[LISTING]

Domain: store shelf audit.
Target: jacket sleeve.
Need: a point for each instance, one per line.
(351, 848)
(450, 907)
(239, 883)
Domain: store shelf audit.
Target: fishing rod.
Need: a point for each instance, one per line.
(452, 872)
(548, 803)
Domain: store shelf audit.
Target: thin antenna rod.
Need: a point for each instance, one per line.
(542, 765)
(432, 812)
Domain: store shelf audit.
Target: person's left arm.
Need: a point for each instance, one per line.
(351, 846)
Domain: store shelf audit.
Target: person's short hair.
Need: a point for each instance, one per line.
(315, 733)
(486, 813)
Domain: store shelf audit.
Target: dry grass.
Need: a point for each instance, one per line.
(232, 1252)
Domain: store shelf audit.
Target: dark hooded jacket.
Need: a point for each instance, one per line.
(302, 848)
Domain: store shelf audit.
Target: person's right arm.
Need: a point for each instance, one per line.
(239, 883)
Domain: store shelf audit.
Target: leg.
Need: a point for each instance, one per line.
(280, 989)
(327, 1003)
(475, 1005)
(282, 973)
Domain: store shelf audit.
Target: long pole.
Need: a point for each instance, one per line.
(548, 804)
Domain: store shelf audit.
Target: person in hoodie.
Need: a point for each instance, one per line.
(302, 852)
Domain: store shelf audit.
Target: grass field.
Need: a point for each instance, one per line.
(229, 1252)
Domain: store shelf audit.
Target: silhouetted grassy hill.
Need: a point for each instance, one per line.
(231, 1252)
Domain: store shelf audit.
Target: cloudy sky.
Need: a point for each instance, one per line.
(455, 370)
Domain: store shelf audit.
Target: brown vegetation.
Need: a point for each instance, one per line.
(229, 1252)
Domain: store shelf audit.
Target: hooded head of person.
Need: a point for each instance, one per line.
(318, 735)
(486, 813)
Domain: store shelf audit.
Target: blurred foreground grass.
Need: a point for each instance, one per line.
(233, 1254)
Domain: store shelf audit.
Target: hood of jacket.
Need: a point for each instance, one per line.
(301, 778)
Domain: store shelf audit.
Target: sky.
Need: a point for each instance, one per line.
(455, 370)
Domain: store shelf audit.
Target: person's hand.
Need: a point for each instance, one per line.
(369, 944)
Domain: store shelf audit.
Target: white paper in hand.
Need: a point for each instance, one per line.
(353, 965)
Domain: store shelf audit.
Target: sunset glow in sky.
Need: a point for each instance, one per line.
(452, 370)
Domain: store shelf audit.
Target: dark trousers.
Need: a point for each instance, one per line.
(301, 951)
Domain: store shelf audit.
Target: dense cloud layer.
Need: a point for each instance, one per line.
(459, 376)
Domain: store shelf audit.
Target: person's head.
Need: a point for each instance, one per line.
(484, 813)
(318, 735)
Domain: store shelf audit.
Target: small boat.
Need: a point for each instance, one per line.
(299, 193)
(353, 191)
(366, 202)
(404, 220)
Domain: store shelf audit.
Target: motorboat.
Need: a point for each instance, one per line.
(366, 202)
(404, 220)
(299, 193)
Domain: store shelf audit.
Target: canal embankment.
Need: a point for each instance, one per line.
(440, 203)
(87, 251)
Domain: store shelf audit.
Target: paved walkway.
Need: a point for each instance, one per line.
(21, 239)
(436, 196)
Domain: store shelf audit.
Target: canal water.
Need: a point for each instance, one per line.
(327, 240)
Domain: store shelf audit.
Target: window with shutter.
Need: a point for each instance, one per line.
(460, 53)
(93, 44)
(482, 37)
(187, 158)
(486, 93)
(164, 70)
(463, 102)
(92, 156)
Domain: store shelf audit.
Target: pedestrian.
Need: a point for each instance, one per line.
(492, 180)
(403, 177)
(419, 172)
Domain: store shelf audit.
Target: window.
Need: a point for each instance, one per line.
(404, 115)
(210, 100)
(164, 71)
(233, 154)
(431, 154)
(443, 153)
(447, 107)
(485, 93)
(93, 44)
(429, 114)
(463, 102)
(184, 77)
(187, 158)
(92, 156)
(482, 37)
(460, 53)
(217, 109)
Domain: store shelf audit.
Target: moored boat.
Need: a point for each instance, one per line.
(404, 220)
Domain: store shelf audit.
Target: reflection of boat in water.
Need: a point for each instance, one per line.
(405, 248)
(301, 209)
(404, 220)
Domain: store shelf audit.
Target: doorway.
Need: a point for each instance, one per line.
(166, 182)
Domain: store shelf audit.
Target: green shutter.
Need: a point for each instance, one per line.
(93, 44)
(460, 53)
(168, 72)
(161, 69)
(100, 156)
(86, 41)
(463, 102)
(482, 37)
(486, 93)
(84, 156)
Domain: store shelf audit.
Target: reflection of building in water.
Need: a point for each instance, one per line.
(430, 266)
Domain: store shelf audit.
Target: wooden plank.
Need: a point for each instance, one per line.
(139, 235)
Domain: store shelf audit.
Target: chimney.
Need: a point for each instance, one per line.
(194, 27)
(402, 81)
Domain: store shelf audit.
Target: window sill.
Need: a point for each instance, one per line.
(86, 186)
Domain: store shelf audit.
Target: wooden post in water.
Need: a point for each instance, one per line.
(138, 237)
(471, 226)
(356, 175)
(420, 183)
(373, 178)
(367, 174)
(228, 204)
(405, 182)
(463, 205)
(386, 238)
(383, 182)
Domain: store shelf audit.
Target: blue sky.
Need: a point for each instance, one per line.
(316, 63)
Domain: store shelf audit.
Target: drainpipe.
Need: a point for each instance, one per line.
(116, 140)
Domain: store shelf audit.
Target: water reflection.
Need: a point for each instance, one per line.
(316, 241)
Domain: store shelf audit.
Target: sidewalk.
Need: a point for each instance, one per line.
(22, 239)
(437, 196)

[THE TASK]
Please reproduce each line exactly as written.

[FINISHED EXERCISE]
Domain: store shelf audit.
Target: jacket sleeve.
Need: a point for each instance, one per line.
(351, 848)
(450, 907)
(239, 883)
Domain: store shelf audit.
Target: fishing rod.
Need: a point for each instance, one per line.
(452, 872)
(548, 803)
Domain: store shelf audit.
Target: thin antenna rod.
Need: a point for each instance, one per line.
(542, 765)
(432, 812)
Domain: store shelf audit.
Target: person's left arm.
Need: a point for each instance, one per line.
(351, 846)
Domain: store shelf audit.
Target: person's short hair.
Need: a point for each instance, one per line.
(315, 733)
(486, 813)
Domain: store shelf audit.
Target: dry grass.
Need: a point for each instance, one per line.
(232, 1252)
Domain: store shelf audit.
Target: dark hooded jacket.
Need: a point for each instance, one per line.
(302, 848)
Domain: store shelf audit.
Target: person's right arm.
Need: a point for each instance, one per line.
(239, 883)
Domain: store shelf audit.
Target: leg.
Need: a point for each instance, one per line.
(280, 989)
(327, 1003)
(475, 1005)
(282, 973)
Domain: store shelf audit.
Target: long pole.
Need: a point for each instance, one per line.
(548, 804)
Domain: store shelf audit.
Target: person in hoodie.
Need: a point for each instance, one per line.
(302, 852)
Domain: store shelf audit.
Target: grass field.
Need: a point for each instance, one per line.
(229, 1252)
Domain: store shelf audit.
Target: silhouetted grassy hill.
Need: a point for each instance, one per line.
(231, 1252)
Domain: store shelf audit.
Target: cloudy sky.
Need: a point for each instance, one per line.
(455, 370)
Domain: store shelf audit.
Target: brown vegetation.
Need: a point for each instance, one per line.
(229, 1252)
Domain: store shelf audit.
Target: hooded head of person.
Need: a point for each instance, one per line.
(318, 735)
(486, 813)
Domain: store shelf audit.
Target: blurred foreground grass.
Need: a point for each instance, one per line.
(233, 1254)
Domain: store shelf audit.
Target: hood of jacket.
Need: a point for each instance, one per line.
(301, 778)
Domain: store shelf audit.
Target: sky.
Need: a point for each instance, one per line.
(455, 370)
Domain: store shelf audit.
Target: person's hand.
Need: a point for each instance, one per line.
(369, 944)
Domain: store shelf audit.
Target: white paper in hand.
Need: a point for each instance, one per line.
(353, 965)
Domain: store shelf audit.
Target: sunset glow in sky.
Need: a point for each instance, one per line.
(452, 370)
Domain: store shelf audit.
Target: dark trousers.
Need: a point for each instance, one per line.
(301, 951)
Domain: store shelf audit.
Target: dense cloud layer.
Need: a point for each instance, one per line.
(459, 376)
Domain: store shelf audit.
Target: person's head.
Need: a point for each instance, one per line.
(484, 813)
(318, 735)
Domain: store shelf audit.
Target: small boat.
Need: a point for each instance, one per line.
(299, 193)
(353, 191)
(366, 202)
(404, 220)
Domain: store shelf audit.
Target: motorboat.
Need: a point for each instance, one per line.
(366, 202)
(404, 220)
(299, 193)
Domain: store shelf audit.
Target: canal embankment.
Need: a point for each instance, one per line.
(440, 203)
(87, 251)
Domain: store shelf audit.
Target: paved walkway.
Need: a point for each instance, one per line.
(21, 239)
(436, 196)
Domain: store shelf audit.
Target: canal water.
Need: a point for each instance, one per line.
(327, 240)
Domain: store shelf audit.
Target: window with shutter.
Need: a point for each instance, one per line.
(460, 53)
(93, 44)
(482, 37)
(187, 158)
(486, 93)
(164, 70)
(463, 102)
(92, 156)
Domain: store shelf audit.
Target: pedestrian.
Need: a point for each instance, one per line.
(492, 180)
(403, 177)
(419, 172)
Domain: store shelf audit.
Target: window.
Need: a point for each instance, one per line.
(404, 115)
(210, 100)
(164, 71)
(233, 154)
(431, 154)
(443, 153)
(447, 107)
(485, 93)
(93, 44)
(429, 114)
(463, 102)
(184, 77)
(187, 158)
(92, 156)
(482, 37)
(460, 53)
(217, 109)
Domain: store shelf audit.
Target: moored boat.
Need: a point for each instance, one per line.
(404, 220)
Domain: store shelf audit.
Target: reflection of boat in water.
Need: a point for each instance, one per line.
(405, 248)
(301, 209)
(404, 220)
Domain: store shelf audit.
Target: doorway.
Need: a point for each instance, one per line.
(166, 182)
Domain: store shelf audit.
Target: green shutter.
Need: a point for each instance, one per line.
(93, 44)
(460, 53)
(168, 72)
(161, 69)
(100, 156)
(86, 41)
(463, 102)
(482, 37)
(486, 93)
(84, 156)
Domain: store shelf audit.
Target: reflection of building in water.
Need: a point for each instance, one per line.
(430, 266)
Domain: store shelf audit.
Target: wooden plank.
Need: a point for each instance, one per line.
(139, 235)
Domain: store shelf audit.
Target: chimney.
Need: a point for each instance, one per line.
(194, 27)
(402, 81)
Domain: store shelf audit.
Target: window sill.
Need: a point for each instance, one per line.
(86, 186)
Domain: store shelf audit.
Target: wooden post in water.
Need: a point for each instance, one per line.
(138, 237)
(471, 226)
(356, 175)
(420, 183)
(373, 178)
(367, 174)
(228, 204)
(405, 182)
(463, 205)
(386, 238)
(383, 182)
Domain: store shelf audit.
Target: blue sky.
Need: a point for each instance, one per line.
(316, 63)
Domain: store shelf audit.
Target: drainpipe.
Need: a point for each instance, one per line.
(116, 140)
Domain: store shelf audit.
Target: water reflection.
Need: a point for each instance, one per line.
(316, 241)
Domain: store shelf audit.
Target: sidewalk.
Need: a point for each instance, one per line.
(22, 239)
(437, 196)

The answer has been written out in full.